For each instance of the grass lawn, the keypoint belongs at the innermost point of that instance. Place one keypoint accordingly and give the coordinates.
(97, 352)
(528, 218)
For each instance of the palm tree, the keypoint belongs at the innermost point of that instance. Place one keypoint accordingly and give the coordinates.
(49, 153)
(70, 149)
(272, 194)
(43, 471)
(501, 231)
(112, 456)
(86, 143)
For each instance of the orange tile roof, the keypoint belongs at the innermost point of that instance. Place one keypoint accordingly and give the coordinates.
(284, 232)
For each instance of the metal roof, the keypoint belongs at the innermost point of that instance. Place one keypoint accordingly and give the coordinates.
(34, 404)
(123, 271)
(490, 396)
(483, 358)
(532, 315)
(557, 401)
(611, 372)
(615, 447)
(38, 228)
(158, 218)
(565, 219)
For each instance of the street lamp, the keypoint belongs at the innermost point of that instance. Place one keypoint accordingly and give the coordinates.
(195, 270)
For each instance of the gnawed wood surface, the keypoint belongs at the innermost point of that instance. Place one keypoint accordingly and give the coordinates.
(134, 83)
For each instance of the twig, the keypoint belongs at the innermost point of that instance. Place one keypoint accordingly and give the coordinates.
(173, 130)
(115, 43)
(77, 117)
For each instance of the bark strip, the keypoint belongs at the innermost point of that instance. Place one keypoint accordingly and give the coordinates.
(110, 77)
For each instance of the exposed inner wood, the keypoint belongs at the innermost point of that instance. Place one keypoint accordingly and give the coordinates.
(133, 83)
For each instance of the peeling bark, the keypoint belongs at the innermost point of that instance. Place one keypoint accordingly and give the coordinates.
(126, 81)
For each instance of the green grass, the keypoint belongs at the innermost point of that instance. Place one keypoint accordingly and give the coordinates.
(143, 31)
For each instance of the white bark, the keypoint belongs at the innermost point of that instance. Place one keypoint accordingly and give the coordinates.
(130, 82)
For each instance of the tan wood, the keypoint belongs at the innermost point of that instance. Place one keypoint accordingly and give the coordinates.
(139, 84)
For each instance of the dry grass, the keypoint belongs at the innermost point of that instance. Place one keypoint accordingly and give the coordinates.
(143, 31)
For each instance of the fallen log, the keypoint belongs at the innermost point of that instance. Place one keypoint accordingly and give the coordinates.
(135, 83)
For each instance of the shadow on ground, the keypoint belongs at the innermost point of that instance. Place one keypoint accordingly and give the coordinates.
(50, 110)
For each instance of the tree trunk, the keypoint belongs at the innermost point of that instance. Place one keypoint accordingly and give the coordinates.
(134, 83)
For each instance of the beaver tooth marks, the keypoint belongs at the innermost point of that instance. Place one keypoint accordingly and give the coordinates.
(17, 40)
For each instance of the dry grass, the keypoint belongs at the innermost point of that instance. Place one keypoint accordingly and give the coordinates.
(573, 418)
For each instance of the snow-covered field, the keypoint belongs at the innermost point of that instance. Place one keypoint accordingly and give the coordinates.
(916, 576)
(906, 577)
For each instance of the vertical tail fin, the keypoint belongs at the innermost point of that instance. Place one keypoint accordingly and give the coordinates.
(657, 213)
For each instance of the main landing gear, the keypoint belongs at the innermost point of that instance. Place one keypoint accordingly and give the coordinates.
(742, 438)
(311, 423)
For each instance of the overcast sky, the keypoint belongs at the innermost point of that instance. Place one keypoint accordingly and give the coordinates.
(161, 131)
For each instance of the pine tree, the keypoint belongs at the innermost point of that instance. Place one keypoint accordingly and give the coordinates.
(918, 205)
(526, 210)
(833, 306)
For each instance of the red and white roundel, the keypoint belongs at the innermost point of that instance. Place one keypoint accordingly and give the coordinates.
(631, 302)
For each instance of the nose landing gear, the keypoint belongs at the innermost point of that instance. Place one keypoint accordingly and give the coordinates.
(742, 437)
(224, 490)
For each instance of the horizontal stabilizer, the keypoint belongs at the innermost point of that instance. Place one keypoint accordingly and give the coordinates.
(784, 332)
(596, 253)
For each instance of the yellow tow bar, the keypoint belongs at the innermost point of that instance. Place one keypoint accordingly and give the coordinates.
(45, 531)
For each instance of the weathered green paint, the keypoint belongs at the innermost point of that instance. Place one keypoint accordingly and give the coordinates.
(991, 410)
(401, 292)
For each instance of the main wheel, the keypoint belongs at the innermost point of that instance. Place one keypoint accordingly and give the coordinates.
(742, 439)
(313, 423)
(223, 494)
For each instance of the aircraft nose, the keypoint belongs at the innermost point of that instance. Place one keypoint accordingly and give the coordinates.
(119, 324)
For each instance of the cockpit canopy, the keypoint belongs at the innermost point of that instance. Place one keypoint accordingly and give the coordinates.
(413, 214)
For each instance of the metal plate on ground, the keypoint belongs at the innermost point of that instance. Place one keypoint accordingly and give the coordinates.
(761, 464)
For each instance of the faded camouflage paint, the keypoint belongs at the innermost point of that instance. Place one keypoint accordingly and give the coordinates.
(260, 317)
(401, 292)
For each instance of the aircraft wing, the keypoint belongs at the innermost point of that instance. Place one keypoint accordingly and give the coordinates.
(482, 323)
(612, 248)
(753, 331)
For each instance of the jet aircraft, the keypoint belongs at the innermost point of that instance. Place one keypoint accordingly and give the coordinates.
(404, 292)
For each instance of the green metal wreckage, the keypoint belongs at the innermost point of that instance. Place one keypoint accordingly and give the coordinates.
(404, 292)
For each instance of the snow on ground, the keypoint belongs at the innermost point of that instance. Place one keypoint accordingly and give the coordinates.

______________________________

▶ _Description of the task_: Each line above is to be repeated exactly.

▶ _Task output_:
For each instance of the grass lawn, the keypoint belongs at the innermost point of that instance. Place one keypoint accordingly and give the coordinates.
(97, 352)
(528, 218)
For each instance of the palm tree, the keypoint belongs at the innermost point of that instance. Place one keypoint accordingly and give the coordinates.
(49, 153)
(70, 149)
(272, 194)
(43, 471)
(501, 231)
(112, 456)
(86, 143)
For each instance of the orange tile roof, the keypoint belongs at the innermost point of that instance. Place one keypoint accordingly and give the coordinates.
(284, 232)
For each instance of the metal roof, the keypoint belongs at the innermost point of that instance. Place one keypoint accordingly and give the coordinates.
(34, 404)
(123, 271)
(490, 396)
(483, 358)
(532, 315)
(557, 401)
(611, 372)
(615, 447)
(38, 228)
(158, 218)
(565, 219)
For each instance of the street lamp, the keypoint belongs at the innermost point of that instance. Place one keypoint accordingly and give the coordinates.
(195, 270)
For each instance of the gnawed wood surface, the keypoint belongs at the innermost point of that instance. Place one keypoint accordingly and give the coordinates.
(134, 83)
For each instance of the twig, the keypoint belongs at the innermost point of that instance. Place one keypoint accordingly and give the coordinates.
(173, 130)
(115, 43)
(77, 117)
For each instance of the bark strip, the keypoint belongs at the innermost point of that instance. Place one keypoint accordingly and give the coordinates.
(110, 77)
For each instance of the exposed inner wood, the keypoint belongs at the innermost point of that instance. Place one keypoint accordingly and give the coordinates.
(133, 83)
For each instance of the peeling bark, the keypoint belongs at the innermost point of that instance. Place one keypoint accordingly and give the coordinates.
(126, 81)
For each instance of the green grass, the keypoint belongs at the innermost point of that instance. Place one keypoint accordingly and give the coordinates.
(143, 31)
For each instance of the white bark, the keypoint belongs at the innermost point of that instance. Place one keypoint accordingly and give the coordinates.
(130, 82)
For each instance of the tan wood, the keypoint belongs at the innermost point of that instance. Place one keypoint accordingly and give the coordinates.
(139, 84)
For each instance of the dry grass, the keypoint belongs at the innermost point of that instance. Place one keypoint accordingly and give the coordinates.
(143, 31)
For each instance of the fallen log, the keypoint belongs at the innermost point of that instance. Place one keypoint accordingly and give the coordinates.
(135, 83)
For each instance of the shadow on ground, the keypoint belongs at the innermost point of that instance. Place one keypoint accordingly and give the coordinates.
(50, 110)
For each instance of the tree trunk, the keypoint belongs at the innermost point of that instance. Place one keypoint accordingly and give the coordinates.
(134, 83)
For each instance of the beaver tooth marks, the keypoint belongs at the innermost point of that instance. Place one keypoint accordingly and give the coordinates.
(17, 40)
For each instance of the dry grass, the keypoint belongs at the innermost point of that instance. Place one keypoint accordingly and give the coordinates.
(573, 418)
For each instance of the snow-covered field, the keypoint belongs at the innermost point of that instance. Place one keypoint accordingly and give the coordinates.
(916, 576)
(906, 577)
For each instance of the vertical tail fin, the keypoint belongs at the innermost point of that instance. Place one keypoint accordingly and give the coordinates.
(657, 213)
For each instance of the main landing gear, the keypoint belongs at the innermost point of that instance. Place one keypoint accordingly and give the coordinates.
(742, 438)
(311, 423)
For each instance of the overcast sky, the keypoint belongs at the innermost point of that instance. Place one keypoint accordingly and give the coordinates.
(161, 131)
For each instance of the pine tree, the keypoint belongs at the innermost point of that instance. Place one keypoint accordingly and give the coordinates.
(918, 205)
(526, 210)
(833, 306)
For each instance of the red and white roundel, the keypoint belongs at the innermost point of that instance. Place one keypoint accordingly and give the coordinates.
(631, 302)
For each instance of the nose landing gear, the keypoint belongs at the innermost point of that instance. Place one keypoint accordingly and give the coordinates.
(742, 437)
(224, 490)
For each instance of the horizontal stabilizer, the keypoint belongs at the innermost point of that instance. Place one keypoint accordingly and give the coordinates.
(784, 332)
(596, 253)
For each instance of the yellow tow bar, the keypoint belongs at the innermost point of that instance. Place one keypoint accordingly and give the coordinates.
(45, 531)
For each instance of the weathered green paint, the keypoint belongs at the innermost point of that instance. Place one keypoint accordingly and give the coordinates.
(991, 410)
(401, 292)
For each instance of the main wheel, the keypoint belongs at the innermost point of that instance. Place one keypoint accordingly and give the coordinates.
(742, 439)
(313, 423)
(223, 494)
For each instance of the aircraft nose, the keypoint belongs at the innermost point of that instance. Place one keypoint accordingly and give the coordinates.
(119, 324)
For each instance of the cockpit canopy, the keypoint belongs at the innermost point of that instance. Place one keypoint accordingly and give the coordinates.
(413, 214)
For each instance of the metal plate on ground, the keypoint belongs at the innermost point of that instance. Place one keypoint accordingly and give the coordinates.
(761, 464)
For each instance of the faded camouflage paint, the keypoint belongs at the innermost point of that instance. Place one keypoint accordingly and give the coordinates.
(260, 317)
(401, 292)
For each instance of the aircraft wing, the keypoint belongs at the innermost point of that instance. Place one keypoint accordingly and give the coordinates.
(482, 323)
(612, 248)
(753, 331)
For each instance of the jet aircraft, the keypoint belongs at the innermost point of that instance. Place one keypoint accordingly and give the coordinates.
(404, 292)
For each instance of the green metal wreckage, the keypoint belongs at the innermost point of that instance. Place one keypoint accordingly and give the coordinates.
(404, 292)
For each instance of the snow on ground, the keypoint belongs at the innermost point of that instance. Place one keypoint accordingly and give the coordinates.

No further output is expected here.